[The data Boundary: Start]

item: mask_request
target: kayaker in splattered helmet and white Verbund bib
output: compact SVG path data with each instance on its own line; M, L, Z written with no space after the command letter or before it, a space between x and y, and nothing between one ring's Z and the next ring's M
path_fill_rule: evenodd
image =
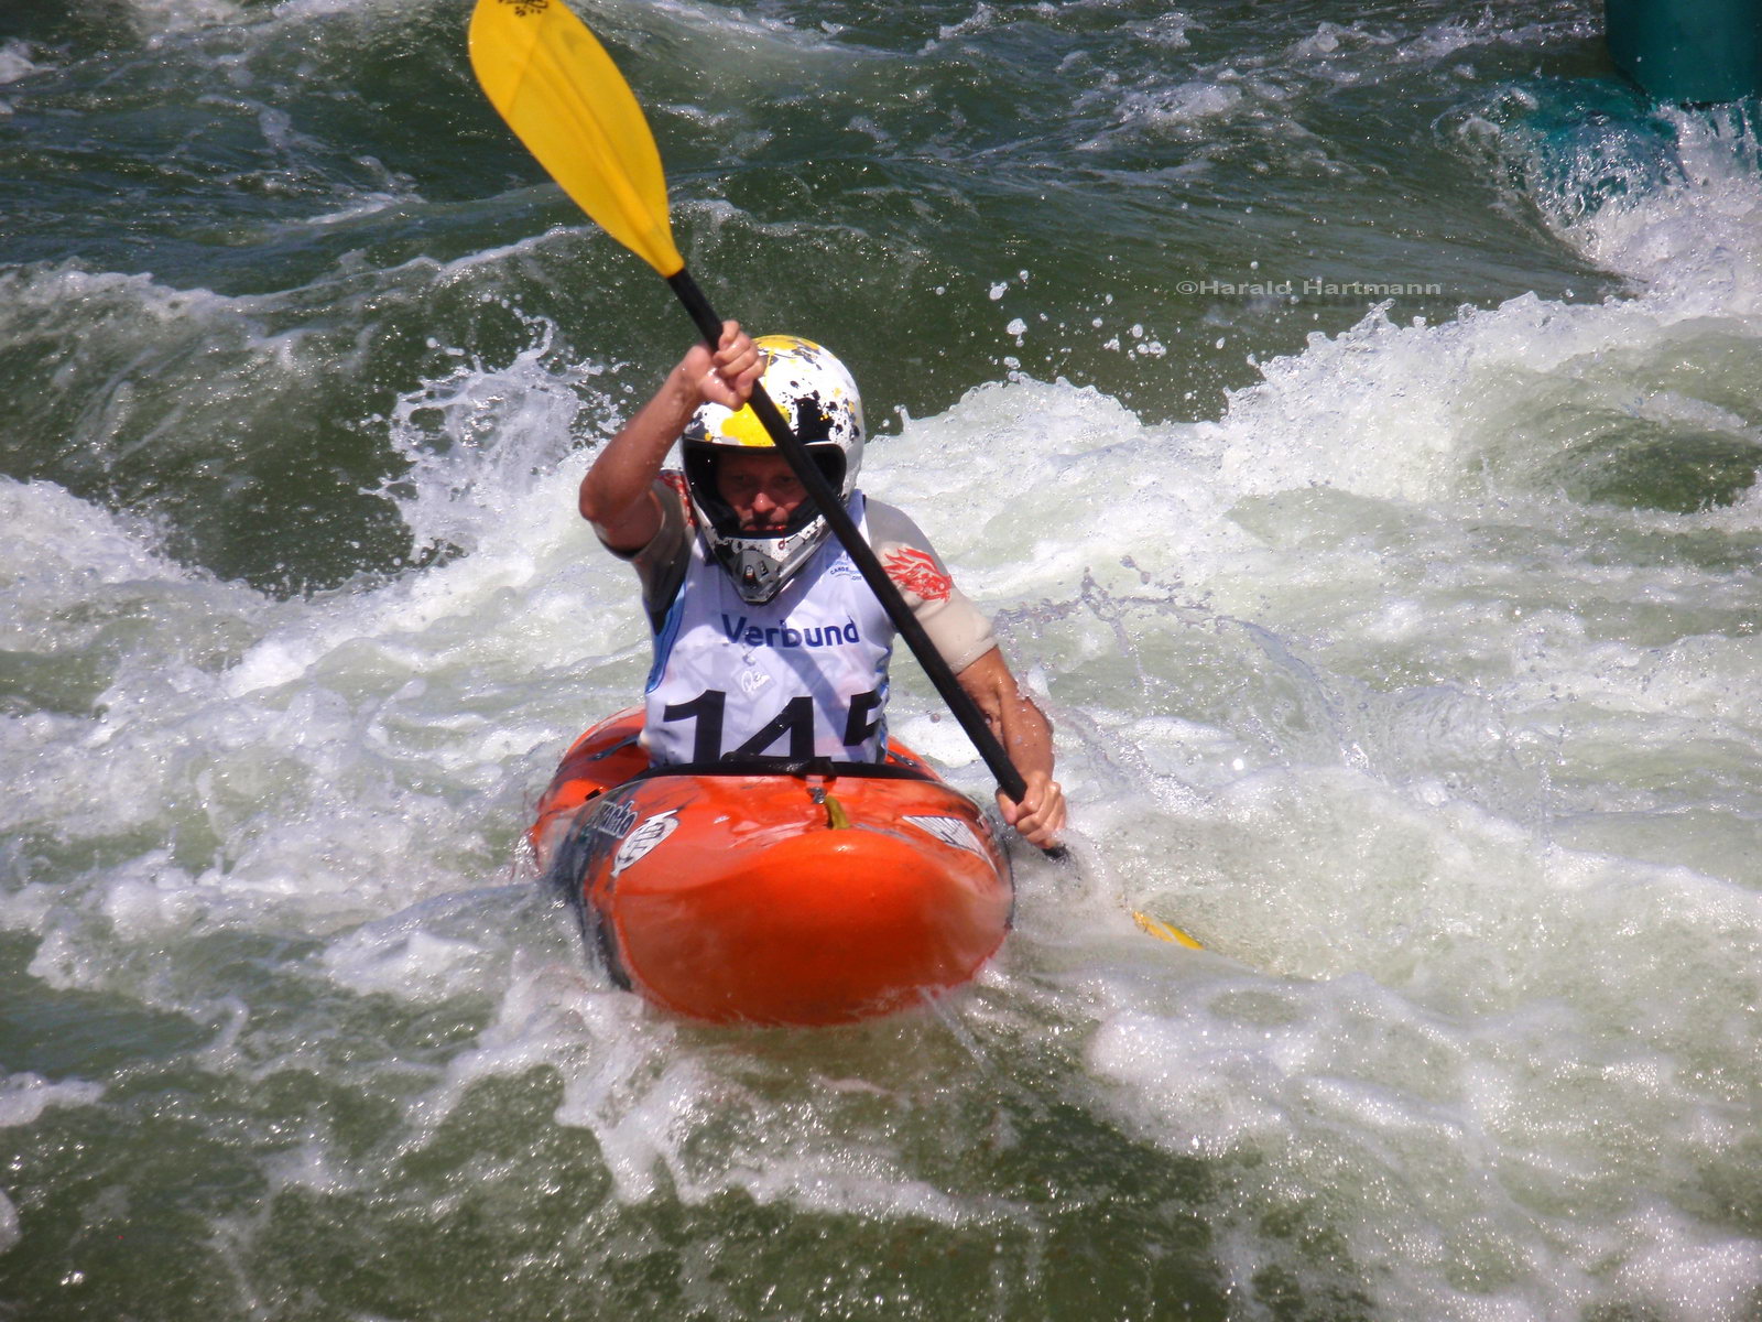
M650 761L886 754L893 622L745 407L761 377L1022 772L1020 804L997 793L1004 821L1054 844L1064 791L1052 724L929 538L856 488L865 432L851 374L818 344L752 340L733 321L714 353L691 347L581 479L581 516L636 568L654 629ZM661 467L675 442L684 472Z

[The data Boundary: End]

### What to work on:
Could you repeat all of the entries exactly, without the pictures?

### Response to the task:
item: mask_request
target: kayaker in splattered helmet and white Verbund bib
output: compact SVG path data with each instance on its own line; M, L, Z written with no space after the command letter or before it, a space between x and y, and nothing between one ring's Z and the next ring's M
path_fill_rule: evenodd
image =
M650 761L886 754L893 622L745 407L761 377L1022 772L1020 804L997 793L1004 821L1054 844L1064 791L1052 724L929 538L856 488L865 432L851 374L818 344L752 340L733 321L714 353L691 347L581 479L581 516L636 568L654 629ZM661 467L675 442L684 472Z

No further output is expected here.